Consigne donnée
Poursuivez le récit d'alpinisme ci-dessous à partir de sa dernière phrase.

Extrait du document

○ ○ ○

L’approche jusqu’au pied de la face s’effectue à skis. Il y en a pour une petite heure. Alors que nous discutons en avançant, je me rends compte que j’ai oublié mon baudrier dans mon sac de la veille, car j’en ai eu besoin lors d’une sortie à skis !

Mon cœur s’accélère… Quelle erreur ! Que faire ?

Rentrer à la maison ? Je n’en ai pas envie… Nous discutons tous les trois et je choisis l’option baudrier de fortune fait avec des sangles. Nous décidons aussi que je ne grimperai pas en tête pour éviter les risques de chute. Après tout, cette technique du baudrier de fortune, on nous l’enseigne à l’ENSA (Ecole Nationale de Ski et d’Alpinisme, qui forme les guides de haute montagne), et Jérémy m’explique qu’il fait cela régulièrement lorsqu’il doit faire un rappel en ski et qu’il n’a pas de baudrier… Ce ne sera pas le plus confortable, mais ça fonctionne en termes de sécurité. Ouf… Nous repartons. Comme quoi une erreur est vite arrivée, mais avec un peu d’ingéniosité, il existe souvent des solutions aux problèmes !

○ ○ ○

(Éléments d'identification de lieux)
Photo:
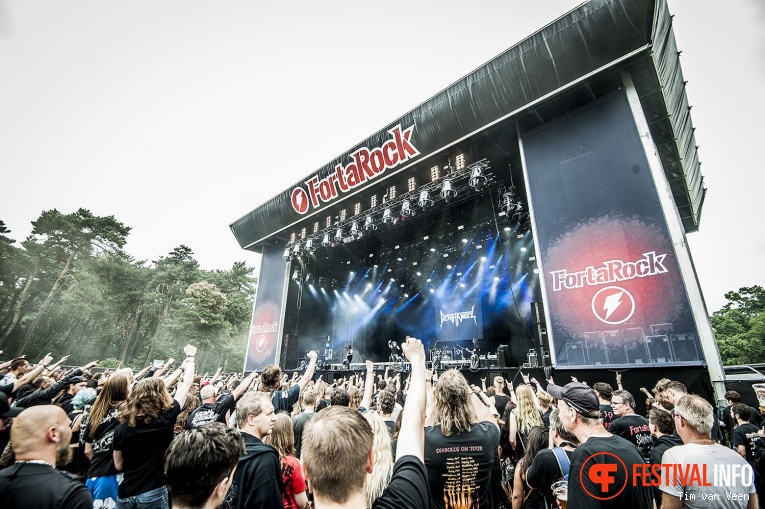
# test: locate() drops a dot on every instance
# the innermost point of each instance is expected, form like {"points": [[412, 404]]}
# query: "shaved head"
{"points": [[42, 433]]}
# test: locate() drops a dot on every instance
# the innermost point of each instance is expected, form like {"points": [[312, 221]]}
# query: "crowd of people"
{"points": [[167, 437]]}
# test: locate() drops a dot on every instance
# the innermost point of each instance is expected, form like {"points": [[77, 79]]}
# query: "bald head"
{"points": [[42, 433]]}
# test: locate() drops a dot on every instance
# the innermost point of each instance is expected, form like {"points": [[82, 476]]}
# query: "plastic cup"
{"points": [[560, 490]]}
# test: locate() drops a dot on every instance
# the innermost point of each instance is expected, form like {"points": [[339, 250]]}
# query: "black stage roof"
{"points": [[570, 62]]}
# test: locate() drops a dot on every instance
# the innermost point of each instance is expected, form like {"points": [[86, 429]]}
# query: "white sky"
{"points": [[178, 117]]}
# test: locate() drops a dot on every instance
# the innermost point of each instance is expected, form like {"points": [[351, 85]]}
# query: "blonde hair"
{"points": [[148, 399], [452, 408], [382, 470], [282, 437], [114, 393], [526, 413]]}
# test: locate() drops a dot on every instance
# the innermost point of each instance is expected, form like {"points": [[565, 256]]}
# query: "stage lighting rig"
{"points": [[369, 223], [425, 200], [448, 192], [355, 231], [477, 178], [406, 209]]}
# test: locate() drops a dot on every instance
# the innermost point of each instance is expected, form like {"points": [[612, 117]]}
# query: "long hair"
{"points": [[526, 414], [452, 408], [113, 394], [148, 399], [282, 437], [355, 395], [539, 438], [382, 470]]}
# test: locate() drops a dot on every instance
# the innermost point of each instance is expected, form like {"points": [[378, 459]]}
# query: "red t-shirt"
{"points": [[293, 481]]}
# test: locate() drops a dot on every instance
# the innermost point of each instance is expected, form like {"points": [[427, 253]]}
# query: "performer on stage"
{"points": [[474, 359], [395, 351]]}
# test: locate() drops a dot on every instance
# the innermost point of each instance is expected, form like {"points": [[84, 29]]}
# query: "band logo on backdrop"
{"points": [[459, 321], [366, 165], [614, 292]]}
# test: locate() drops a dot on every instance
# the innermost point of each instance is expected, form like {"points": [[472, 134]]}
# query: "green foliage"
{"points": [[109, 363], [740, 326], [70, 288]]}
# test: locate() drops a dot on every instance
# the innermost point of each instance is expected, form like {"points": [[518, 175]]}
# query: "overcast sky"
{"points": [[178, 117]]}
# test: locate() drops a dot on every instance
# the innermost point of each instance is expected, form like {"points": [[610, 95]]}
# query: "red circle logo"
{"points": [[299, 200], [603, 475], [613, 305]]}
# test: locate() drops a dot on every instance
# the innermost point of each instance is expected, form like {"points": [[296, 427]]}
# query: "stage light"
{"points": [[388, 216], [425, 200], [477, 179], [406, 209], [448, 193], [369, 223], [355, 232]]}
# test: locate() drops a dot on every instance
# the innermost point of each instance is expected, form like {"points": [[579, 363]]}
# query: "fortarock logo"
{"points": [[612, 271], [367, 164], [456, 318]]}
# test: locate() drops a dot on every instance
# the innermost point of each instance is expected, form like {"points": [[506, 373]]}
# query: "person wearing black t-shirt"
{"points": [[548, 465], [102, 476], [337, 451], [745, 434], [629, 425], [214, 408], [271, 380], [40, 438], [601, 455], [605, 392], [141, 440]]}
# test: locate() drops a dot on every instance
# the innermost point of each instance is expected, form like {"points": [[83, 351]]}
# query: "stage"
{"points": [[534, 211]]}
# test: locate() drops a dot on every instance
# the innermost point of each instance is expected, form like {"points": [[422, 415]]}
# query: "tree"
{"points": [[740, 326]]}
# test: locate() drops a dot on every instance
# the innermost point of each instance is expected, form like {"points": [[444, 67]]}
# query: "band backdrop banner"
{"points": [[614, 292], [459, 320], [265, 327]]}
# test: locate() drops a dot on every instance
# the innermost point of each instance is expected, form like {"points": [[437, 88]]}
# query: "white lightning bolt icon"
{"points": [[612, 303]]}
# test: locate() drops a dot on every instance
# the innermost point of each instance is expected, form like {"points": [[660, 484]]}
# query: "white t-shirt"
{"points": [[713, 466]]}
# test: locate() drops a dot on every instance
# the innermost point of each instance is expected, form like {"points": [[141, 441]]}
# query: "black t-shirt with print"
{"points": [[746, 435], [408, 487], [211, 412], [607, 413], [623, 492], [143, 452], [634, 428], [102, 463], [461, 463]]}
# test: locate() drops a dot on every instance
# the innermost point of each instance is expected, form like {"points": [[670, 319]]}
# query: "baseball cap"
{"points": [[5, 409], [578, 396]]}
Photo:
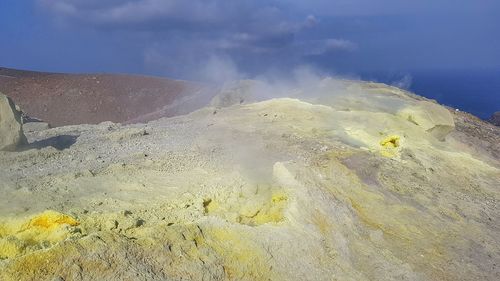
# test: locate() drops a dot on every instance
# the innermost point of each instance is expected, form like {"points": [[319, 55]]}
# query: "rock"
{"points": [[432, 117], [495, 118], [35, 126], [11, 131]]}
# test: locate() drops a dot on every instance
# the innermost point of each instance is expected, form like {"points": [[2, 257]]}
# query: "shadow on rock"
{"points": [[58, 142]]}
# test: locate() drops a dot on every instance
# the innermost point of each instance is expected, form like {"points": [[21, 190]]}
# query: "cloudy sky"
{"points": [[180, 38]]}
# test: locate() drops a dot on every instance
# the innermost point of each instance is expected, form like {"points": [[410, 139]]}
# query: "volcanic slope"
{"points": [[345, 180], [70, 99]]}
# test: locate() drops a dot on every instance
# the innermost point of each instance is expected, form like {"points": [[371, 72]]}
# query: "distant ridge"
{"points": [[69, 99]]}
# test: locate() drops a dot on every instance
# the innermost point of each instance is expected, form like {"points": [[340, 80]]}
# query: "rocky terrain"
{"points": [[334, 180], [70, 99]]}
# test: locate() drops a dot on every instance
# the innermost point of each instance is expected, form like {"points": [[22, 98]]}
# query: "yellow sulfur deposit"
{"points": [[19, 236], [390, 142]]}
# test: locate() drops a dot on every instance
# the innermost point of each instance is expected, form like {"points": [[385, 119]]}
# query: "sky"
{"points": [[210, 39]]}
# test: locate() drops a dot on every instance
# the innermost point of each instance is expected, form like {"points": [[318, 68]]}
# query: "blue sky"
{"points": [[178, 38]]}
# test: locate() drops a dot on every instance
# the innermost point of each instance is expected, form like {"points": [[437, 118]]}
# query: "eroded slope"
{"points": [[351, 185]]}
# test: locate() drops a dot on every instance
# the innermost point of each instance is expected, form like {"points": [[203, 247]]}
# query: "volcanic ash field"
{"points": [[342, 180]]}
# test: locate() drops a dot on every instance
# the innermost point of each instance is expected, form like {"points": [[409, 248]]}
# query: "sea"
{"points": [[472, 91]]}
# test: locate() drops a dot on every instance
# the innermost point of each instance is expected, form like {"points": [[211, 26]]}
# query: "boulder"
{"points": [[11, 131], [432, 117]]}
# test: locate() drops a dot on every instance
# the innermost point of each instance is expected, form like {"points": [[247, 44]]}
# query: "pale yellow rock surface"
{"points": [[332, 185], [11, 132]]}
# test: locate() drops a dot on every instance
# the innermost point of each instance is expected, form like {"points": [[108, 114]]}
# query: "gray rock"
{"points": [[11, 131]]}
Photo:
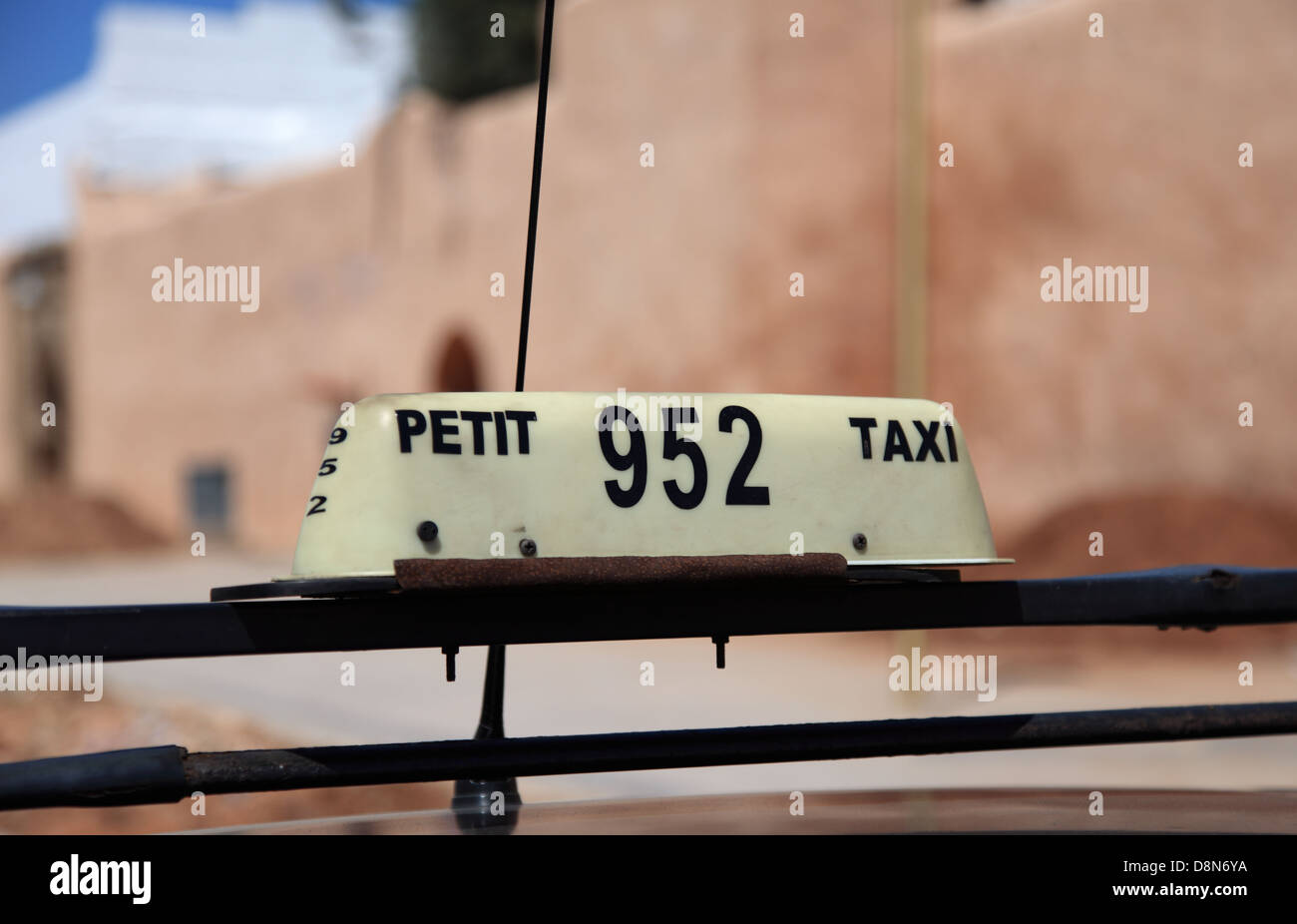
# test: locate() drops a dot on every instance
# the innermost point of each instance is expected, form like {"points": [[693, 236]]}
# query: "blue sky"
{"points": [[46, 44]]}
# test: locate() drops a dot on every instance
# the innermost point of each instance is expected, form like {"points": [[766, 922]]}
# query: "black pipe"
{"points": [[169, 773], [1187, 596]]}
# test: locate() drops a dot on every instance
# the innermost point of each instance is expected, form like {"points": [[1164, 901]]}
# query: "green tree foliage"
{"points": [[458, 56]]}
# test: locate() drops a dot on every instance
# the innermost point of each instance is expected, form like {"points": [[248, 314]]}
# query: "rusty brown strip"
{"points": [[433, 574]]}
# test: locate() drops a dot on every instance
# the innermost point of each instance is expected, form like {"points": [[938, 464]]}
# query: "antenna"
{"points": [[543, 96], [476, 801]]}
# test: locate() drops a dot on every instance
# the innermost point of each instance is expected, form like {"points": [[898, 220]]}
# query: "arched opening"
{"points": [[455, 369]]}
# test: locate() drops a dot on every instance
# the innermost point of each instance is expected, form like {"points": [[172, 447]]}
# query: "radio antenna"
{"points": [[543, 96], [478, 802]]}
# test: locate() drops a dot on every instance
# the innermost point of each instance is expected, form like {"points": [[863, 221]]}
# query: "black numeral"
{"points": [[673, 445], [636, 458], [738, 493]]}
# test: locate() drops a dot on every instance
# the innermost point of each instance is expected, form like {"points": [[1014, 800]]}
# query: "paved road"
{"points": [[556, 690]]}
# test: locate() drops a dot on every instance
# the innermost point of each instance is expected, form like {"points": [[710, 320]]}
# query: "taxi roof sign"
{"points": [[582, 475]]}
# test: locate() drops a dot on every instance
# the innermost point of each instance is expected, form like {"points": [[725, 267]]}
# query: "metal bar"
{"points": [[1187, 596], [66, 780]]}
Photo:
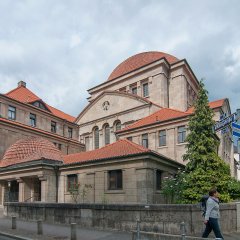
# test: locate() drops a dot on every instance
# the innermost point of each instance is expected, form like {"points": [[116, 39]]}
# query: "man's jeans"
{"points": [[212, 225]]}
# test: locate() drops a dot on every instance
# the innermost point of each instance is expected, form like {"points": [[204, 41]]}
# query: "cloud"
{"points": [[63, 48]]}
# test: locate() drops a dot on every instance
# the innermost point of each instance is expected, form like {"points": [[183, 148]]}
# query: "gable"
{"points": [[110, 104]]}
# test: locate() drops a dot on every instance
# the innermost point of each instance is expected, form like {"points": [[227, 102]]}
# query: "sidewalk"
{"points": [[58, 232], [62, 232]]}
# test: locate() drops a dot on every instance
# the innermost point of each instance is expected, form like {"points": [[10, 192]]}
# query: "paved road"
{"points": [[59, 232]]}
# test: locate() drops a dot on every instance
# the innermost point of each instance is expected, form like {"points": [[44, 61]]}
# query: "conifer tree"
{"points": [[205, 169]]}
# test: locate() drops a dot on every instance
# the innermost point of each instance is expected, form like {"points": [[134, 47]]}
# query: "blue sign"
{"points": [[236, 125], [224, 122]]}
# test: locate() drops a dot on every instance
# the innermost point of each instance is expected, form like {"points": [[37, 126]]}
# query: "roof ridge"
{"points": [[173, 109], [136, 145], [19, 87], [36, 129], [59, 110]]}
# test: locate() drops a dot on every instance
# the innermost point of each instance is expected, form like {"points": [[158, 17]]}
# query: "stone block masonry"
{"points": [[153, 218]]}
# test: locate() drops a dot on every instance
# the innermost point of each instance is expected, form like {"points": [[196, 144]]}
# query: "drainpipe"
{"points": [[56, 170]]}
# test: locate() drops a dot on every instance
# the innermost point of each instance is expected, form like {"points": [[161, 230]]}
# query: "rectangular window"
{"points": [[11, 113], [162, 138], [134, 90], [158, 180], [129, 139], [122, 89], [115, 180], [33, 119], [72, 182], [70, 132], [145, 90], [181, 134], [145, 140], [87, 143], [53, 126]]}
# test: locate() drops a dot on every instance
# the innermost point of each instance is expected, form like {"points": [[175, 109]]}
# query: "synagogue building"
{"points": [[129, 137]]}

○ ○ ○

Réponse rédigée
Les choix de l’itinéraire : entre lecture de topo et instinct

Arrivés au pied de la face, nous nous équipons : piolets, crampons, corde et le fameux baudrier… Et hop les skis sont accrochés sur les sacs.

La première longueur, très sèche, se contourne par le rocher et est même équipée d’un câble ! Ensuite, ça déroule dans un couloir encaissé, alternant les passages de glace, neige et rocher.

Ca fait du bien de se retrouver en montagne et de grimper dans cette ambiance austère. Après toutes ces journées de ski, je commençais à être en manque d’alpinisme pur !

Damien nous offre même des petites variantes un peu plus techniques avec de beaux coincements de lames de piolets dans les fissures 😉 L’une de ses fantaisies sur l’itinéraire nous oblige cependant à redescendre une longueur en rappel pour reprendre l’itinéraire classique. Mais la bonne humeur est de mise et nous sommes en avance sur l’horaire annoncé dans le topo.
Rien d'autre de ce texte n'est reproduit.